EXCERPTED TEXT>
Factors in entropy generation

Heat transfer through a finite temperature difference
- Entropy generated when heat transferred between two reservoirs at different temperatures (hot reservoir and cold reservoir)
- Entropy generation proportional to heat transfer and inversely proportional to temperature at which transfer occurs
Friction in moving parts
- Friction converts mechanical work into heat, increasing system entropy
- Entropy generation due to friction proportional to work lost to friction and inversely proportional to absolute temperature
Mixing of fluids
- Entropy generated when two or more fluids mix due to irreversible nature of mixing process (oil and water)
- Entropy generation depends on fluid properties and mixing process
Chemical reactions
- Chemical reactions can generate entropy due to irreversible nature of reaction (combustion)
- Entropy generation depends on extent of reaction and temperature at which it occurs

Lost work from irreversibility

Lost work represents the difference between maximum theoretical work obtainable from a process and actual work obtained
- Maximum theoretical work obtainable if process were reversible
- Actual work always less than maximum theoretical work due to irreversibilities
Lost work directly related to entropy generation of the process: $W_{lost} = T_0 \cdot S_{gen}$ $W_{l os t} = T_{0} \cdot S_{g e n}$
- $T_0$ represents the absolute temperature of the surroundings
- $S_{gen}$ represents the entropy generation of the process
Presence of lost work reduces system efficiency
- Greater lost work leads to lower system efficiency ()
- Minimizing entropy generation helps reduce lost work and improve system efficiency
In real-world systems, important to identify and minimize sources of irreversibility to maximize efficiency and minimize lost work (power plants, refrigerators)

Key Terms to Review (21)

Absolute temperature: Absolute temperature is a measure of temperature that is referenced from absolute zero, the point where all molecular motion ceases, and is measured in Kelvin (K). This scale provides a fundamental framework for thermodynamic calculations and allows for the description of thermal energy in a consistent manner across various scientific contexts. Absolute temperature is crucial in understanding the behavior of gases, calculating changes in entropy, and analyzing irreversibility in thermodynamic processes.

Adiabatic process: An adiabatic process is a thermodynamic process in which no heat is exchanged between the system and its surroundings. This means that any change in the internal energy of the system is entirely due to work done on or by the system, making it a critical concept in understanding various thermodynamic cycles and processes.

Carnot Efficiency: Carnot efficiency is the maximum theoretical efficiency of a heat engine operating between two temperature reservoirs, derived from the second law of thermodynamics. This concept sets an upper limit on the efficiency of all real heat engines, emphasizing the importance of reversible processes and the temperature difference between the heat source and sink in achieving optimal performance.

RECORD SET>

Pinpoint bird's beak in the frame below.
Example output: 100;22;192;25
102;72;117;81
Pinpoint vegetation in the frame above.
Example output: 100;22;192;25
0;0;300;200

OBJECTIVES>
a - Reproduce the passage of the entropy generation text between "- Entropy generation proportional" and "(oil and water)", inclusive.
b - Which factors in entropy generation does the entropy generation text list as headings? Give all of them.
c - Carry on writing the entropy generation text from the point where it stops.

EXERCISE RESULTS>
a -
- Entropy generation proportional to heat transfer and inversely proportional to temperature at which transfer occurs
Friction in moving parts
- Friction converts mechanical work into heat, increasing system entropy
- Entropy generation due to friction proportional to work lost to friction and inversely proportional to absolute temperature
Mixing of fluids
- Entropy generated when two or more fluids mix due to irreversible nature of mixing process (oil and water)

b -
Heat transfer through a finite temperature difference
Friction in moving parts
Mixing of fluids
Chemical reactions

c -
Chemical Reactions: Chemical reactions are processes that involve the transformation of reactants into products through the breaking and forming of chemical bonds. These reactions are essential in understanding energy changes, especially in relation to entropy, as they can lead to variations in disorder and influence the direction and spontaneity of a process.

Clausius Inequality: The Clausius inequality is a fundamental principle in thermodynamics that relates to the change in entropy of a system, stating that the change in entropy for any process is greater than or equal to the heat transferred divided by the temperature at which the transfer occurs. This inequality highlights the directionality of spontaneous processes and indicates that real processes cannot occur with 100% efficiency. It establishes a connection between irreversible processes and entropy, serving as a cornerstone for understanding the Second Law of Thermodynamics.

Disorder: Disorder refers to the level of randomness or chaos in a system, often associated with the concept of entropy. In thermodynamics, higher disorder corresponds to higher entropy, which signifies a greater number of microstates or arrangements available to a system. Understanding disorder is crucial in analyzing how energy is distributed and transformed in various processes, revealing insights about the direction of spontaneous changes and the efficiency of energy conversions.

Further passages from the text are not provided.